### [Exercise input]
________________________________________
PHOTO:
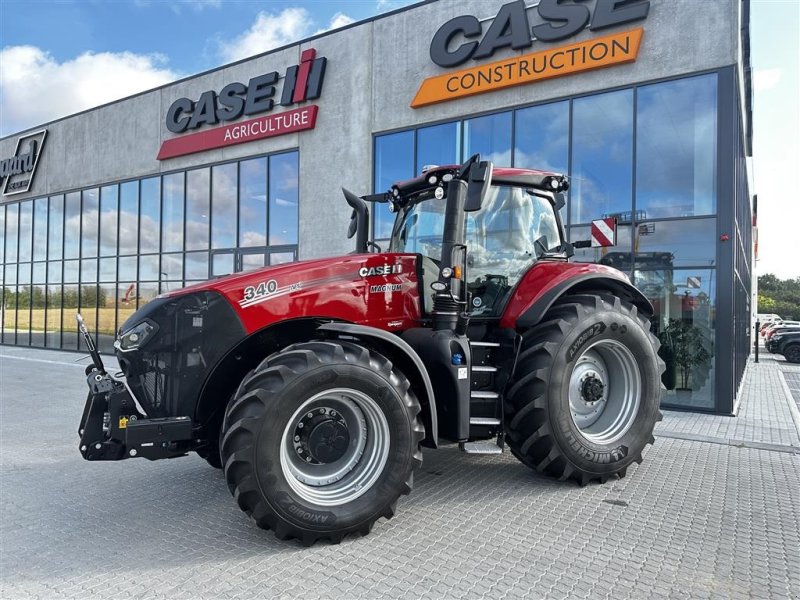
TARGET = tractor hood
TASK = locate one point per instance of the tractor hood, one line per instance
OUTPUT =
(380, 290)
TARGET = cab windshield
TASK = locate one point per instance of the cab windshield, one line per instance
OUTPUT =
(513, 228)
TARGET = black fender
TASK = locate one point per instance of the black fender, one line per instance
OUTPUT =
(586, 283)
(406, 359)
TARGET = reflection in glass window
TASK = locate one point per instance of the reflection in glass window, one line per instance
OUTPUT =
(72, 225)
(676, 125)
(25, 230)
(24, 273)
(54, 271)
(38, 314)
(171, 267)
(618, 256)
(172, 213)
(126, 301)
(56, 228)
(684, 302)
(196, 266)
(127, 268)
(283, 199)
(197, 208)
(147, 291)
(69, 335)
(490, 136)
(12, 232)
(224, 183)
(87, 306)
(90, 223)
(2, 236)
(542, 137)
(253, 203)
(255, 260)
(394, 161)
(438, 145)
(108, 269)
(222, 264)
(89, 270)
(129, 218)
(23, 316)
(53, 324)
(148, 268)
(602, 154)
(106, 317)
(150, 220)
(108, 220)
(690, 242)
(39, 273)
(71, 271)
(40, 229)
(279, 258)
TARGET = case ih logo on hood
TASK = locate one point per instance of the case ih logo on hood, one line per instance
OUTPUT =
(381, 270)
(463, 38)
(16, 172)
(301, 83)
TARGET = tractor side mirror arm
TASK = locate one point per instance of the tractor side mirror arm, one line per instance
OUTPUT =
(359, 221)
________________________________________
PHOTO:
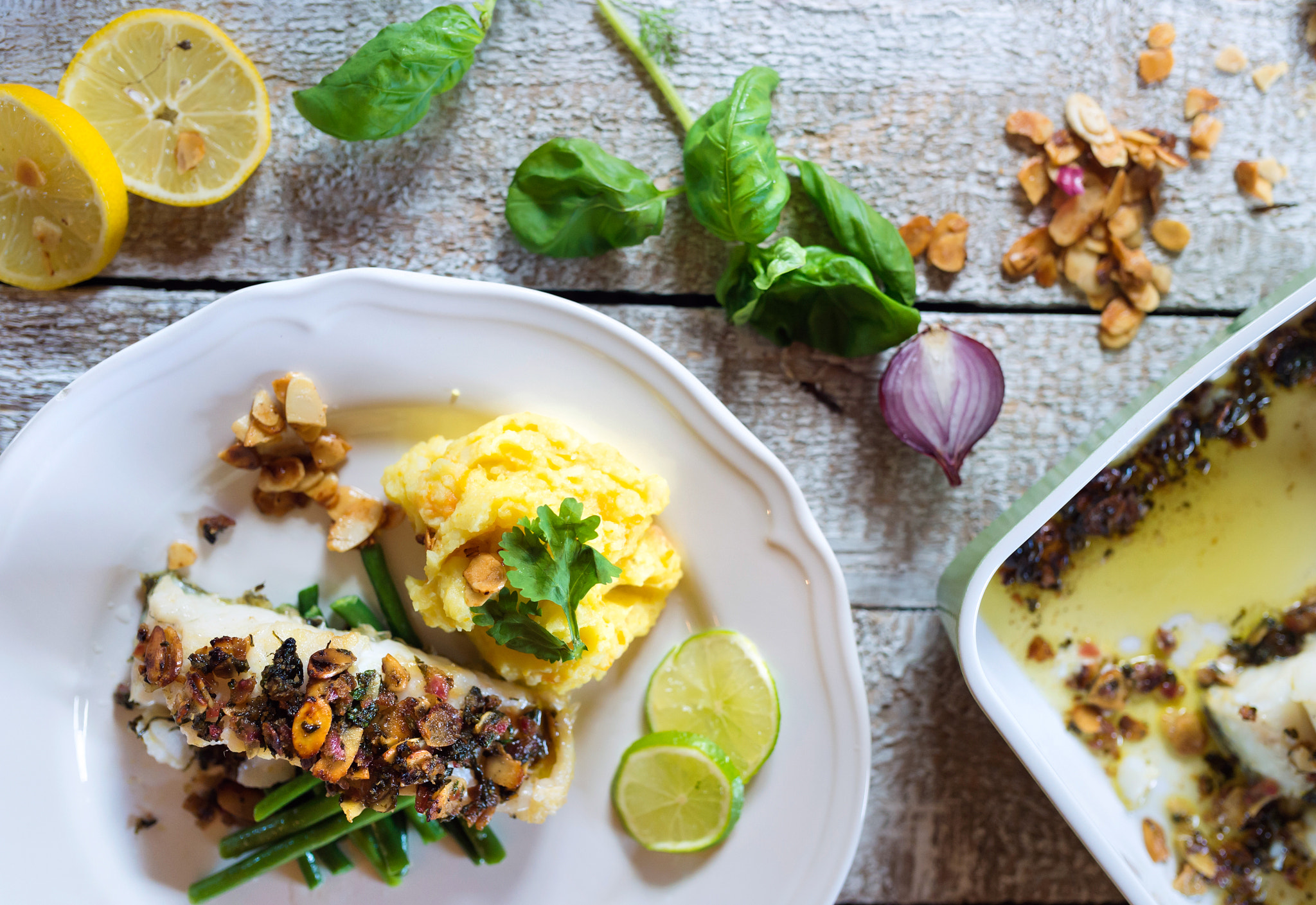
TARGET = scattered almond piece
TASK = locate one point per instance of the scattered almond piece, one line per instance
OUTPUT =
________________________________________
Report every line of the items above that contains the string "windshield", matching its case exactly.

TARGET = cab windshield
TASK = locate one point per instance of the cab windshield, one line per instance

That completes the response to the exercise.